EXCERPTED RECORDS:
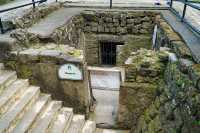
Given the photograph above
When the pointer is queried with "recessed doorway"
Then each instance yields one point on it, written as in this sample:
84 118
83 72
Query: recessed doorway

INSTRUCTION:
Rewrite the text of the items above, changing every "recessed doorway" to "arched window" and keeping everything else the same. Leave the pictures out.

WRITTEN SOLUTION:
Given the photograph above
When the pointer is queried with "arched window"
Then each instance yields one point on it, written as in this sample:
84 118
83 72
Query: arched window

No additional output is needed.